WHAT TO WORK ON:
Copy each of the rows below word for word, keeping them in the same order.

(Point-based annotation data)
○ ○ ○ ○
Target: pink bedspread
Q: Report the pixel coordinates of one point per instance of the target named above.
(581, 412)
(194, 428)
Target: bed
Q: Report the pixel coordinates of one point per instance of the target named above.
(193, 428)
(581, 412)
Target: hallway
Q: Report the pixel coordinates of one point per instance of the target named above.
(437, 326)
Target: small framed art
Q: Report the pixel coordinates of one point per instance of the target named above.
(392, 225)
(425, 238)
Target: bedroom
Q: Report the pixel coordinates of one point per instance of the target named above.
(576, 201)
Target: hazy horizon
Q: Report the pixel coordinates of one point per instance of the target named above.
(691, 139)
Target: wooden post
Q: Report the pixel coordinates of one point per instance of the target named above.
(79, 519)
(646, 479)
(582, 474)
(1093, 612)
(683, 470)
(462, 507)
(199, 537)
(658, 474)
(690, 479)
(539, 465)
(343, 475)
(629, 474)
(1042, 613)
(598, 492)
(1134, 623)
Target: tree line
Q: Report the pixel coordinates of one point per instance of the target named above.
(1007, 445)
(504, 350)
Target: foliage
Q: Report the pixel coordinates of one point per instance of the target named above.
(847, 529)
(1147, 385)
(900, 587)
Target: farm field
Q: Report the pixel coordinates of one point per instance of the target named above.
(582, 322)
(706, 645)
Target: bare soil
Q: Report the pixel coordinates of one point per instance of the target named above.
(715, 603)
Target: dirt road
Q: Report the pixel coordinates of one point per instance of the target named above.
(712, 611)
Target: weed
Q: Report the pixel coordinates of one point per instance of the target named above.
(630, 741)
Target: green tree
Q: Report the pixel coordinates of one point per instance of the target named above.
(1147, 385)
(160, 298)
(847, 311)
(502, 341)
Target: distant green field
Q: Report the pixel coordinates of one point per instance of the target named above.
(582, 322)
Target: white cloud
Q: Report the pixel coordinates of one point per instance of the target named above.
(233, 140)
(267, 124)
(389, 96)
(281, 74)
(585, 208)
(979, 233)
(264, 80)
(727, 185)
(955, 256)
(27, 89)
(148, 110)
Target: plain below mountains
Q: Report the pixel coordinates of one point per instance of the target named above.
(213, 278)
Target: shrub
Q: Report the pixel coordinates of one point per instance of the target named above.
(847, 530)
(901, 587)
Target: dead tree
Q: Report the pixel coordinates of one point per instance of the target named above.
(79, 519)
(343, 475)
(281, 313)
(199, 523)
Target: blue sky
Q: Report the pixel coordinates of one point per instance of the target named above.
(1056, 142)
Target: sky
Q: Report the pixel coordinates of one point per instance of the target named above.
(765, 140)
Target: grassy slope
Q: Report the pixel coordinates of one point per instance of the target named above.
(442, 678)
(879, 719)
○ ○ ○ ○
EXERCISE RESULT:
Target: pink bedspread
Q: Report the pixel coordinates of one point per instance of the target named above.
(581, 412)
(194, 428)
Target: bed
Q: Report the pixel coordinates of one point per instance of the target named above.
(193, 428)
(581, 412)
Target: hallway
Q: Report the pixel coordinates of one point per instance of the target named above.
(437, 326)
Target: small framed art
Q: Report the pixel coordinates of one point per instance of the target named above.
(392, 225)
(425, 238)
Target: bedroom
Q: Report the pixel coordinates of one point per instance of the target named above.
(576, 201)
Target: hazy horizon
Q: Report the pixel coordinates of one point per instance of the target named above.
(691, 139)
Target: wooden post
Q: Report the pixel coordinates of one point per instance of the target named above.
(79, 519)
(646, 479)
(582, 474)
(1093, 612)
(683, 470)
(462, 507)
(199, 537)
(658, 474)
(690, 479)
(539, 465)
(343, 475)
(629, 474)
(1042, 613)
(598, 492)
(1134, 623)
Target: tree line
Q: Report the pixel coordinates of one point per instance of the target named above.
(1007, 445)
(504, 350)
Target: foliage
Q: Report the pixel coordinates of one point per instance of the target named above.
(847, 529)
(1147, 385)
(900, 587)
Target: farm field
Q: Report the pixel coordinates of one point per instance of the target named above.
(582, 322)
(706, 645)
Target: bare soil
Q: Report the pixel coordinates of one point per instance of the target named above.
(715, 603)
Target: dirt road
Q: Report the pixel coordinates of one point per instance of the target named above.
(712, 611)
Target: weed
Q: Report the pixel coordinates of one point per instance of the target named above.
(630, 741)
Target: green tree
Q: Report the pixel coordinates of one point per instance of the target named above.
(1147, 385)
(160, 298)
(847, 311)
(502, 341)
Target: distant green field
Q: Report the pixel coordinates of one point per instance of the target named above.
(582, 322)
Target: white cloud
Q: Report the pixel coordinates of one point per instance of the target named above.
(233, 140)
(267, 124)
(389, 96)
(281, 74)
(585, 208)
(979, 233)
(264, 80)
(727, 185)
(955, 256)
(27, 89)
(148, 110)
Target: plain below mountains
Q: Report the pixel coordinates of one point per instance of the target named above.
(213, 278)
Target: shrub
Q: Report the pixel coordinates of one point per instance of the target named above.
(847, 530)
(901, 587)
Target: dead tree
Q: Report the pixel coordinates of one point per instance of the target named above.
(79, 519)
(343, 475)
(281, 313)
(199, 523)
Target: blue sky
Q: Report the pixel coordinates of one point per instance of the target named above.
(1056, 142)
Target: sky
Q: Report the pixel coordinates of one point per instance of the target named above.
(765, 140)
Target: grassy slope
Q: Report the pixel coordinates of one point per instance of the target named above.
(442, 678)
(879, 719)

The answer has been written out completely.